> _Description of the task_
Every line from the one containing "Reviewer note: every instance of the light" through the end of the data is to be copied exactly, and nothing outside that range.

> _Records for processing_
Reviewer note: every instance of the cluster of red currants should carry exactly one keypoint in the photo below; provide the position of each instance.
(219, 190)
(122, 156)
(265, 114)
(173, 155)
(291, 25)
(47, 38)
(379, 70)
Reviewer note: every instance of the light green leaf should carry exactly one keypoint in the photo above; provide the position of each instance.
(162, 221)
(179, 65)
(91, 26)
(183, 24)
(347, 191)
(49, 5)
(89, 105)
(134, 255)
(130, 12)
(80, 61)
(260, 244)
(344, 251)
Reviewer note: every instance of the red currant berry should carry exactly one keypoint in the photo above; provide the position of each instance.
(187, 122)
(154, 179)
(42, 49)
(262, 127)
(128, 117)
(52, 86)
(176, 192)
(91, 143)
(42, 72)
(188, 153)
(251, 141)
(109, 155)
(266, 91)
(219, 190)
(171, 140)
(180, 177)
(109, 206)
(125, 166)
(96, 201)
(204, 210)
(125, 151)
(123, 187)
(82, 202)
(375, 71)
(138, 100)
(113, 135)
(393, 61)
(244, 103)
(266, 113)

> _Exercise solution_
Reviewer note: every instance of the light green leaf should carry exactly one keypoint in the photo above; provide the position of each instance.
(162, 221)
(179, 65)
(91, 26)
(183, 24)
(347, 191)
(49, 5)
(89, 105)
(134, 255)
(130, 12)
(80, 61)
(260, 244)
(344, 251)
Reviewer note: every instance of the red currant berry should carry exactly one keypoint in the photo above; provide the position of each instance.
(187, 122)
(154, 179)
(42, 49)
(262, 127)
(128, 117)
(52, 86)
(176, 192)
(91, 143)
(42, 72)
(188, 153)
(251, 141)
(109, 155)
(266, 91)
(219, 190)
(171, 140)
(180, 177)
(109, 206)
(125, 166)
(96, 201)
(204, 210)
(125, 151)
(123, 187)
(82, 202)
(375, 71)
(138, 100)
(113, 135)
(393, 61)
(244, 103)
(266, 113)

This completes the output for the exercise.